[Start of section]

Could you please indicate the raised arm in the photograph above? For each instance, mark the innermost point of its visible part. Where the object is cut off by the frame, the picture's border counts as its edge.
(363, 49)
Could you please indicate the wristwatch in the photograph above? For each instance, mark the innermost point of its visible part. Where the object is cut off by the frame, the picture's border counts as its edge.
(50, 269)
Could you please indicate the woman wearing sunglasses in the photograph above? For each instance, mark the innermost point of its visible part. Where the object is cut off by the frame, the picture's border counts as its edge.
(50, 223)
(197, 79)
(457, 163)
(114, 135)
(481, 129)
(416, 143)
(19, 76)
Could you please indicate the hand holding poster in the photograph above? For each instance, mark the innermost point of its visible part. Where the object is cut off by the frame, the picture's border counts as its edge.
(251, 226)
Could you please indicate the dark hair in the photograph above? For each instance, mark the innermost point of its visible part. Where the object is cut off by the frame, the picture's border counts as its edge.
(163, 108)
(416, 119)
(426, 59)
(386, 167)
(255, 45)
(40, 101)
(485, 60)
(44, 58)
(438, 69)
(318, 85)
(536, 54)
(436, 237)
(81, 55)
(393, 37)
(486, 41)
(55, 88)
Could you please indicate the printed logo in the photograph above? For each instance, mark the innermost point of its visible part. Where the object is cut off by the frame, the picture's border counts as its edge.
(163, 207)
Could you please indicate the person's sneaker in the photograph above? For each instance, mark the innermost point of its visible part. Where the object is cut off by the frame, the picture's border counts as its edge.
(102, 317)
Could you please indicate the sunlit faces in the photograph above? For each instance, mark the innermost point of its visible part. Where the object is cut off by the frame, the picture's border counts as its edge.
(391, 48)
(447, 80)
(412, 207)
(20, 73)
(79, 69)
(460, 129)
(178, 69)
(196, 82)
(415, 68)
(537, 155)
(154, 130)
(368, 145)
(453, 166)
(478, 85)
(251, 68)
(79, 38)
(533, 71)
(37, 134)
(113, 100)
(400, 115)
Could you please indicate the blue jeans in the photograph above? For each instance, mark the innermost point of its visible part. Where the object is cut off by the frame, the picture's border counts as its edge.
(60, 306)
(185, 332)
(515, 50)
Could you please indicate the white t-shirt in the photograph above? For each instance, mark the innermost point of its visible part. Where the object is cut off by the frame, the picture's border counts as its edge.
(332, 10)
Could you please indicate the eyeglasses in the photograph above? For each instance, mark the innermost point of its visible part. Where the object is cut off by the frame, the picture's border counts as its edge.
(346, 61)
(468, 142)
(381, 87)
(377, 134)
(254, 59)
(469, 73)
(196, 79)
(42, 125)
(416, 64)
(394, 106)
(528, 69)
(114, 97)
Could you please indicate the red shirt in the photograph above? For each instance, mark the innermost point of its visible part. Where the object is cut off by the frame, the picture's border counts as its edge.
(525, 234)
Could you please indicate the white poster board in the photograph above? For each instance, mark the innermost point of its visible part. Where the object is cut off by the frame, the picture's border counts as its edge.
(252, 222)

[End of section]

Return exactly the lines from the line bearing "Could you please indicate the white poster" to the end of the records, inclusive of both; include no other lines.

• [OUTPUT]
Could you please indicate the white poster board in the photograph above? For each instance, mark the innermost point of its visible part. Where the object is cut off by the frame, the picture's border counts as its edge.
(252, 222)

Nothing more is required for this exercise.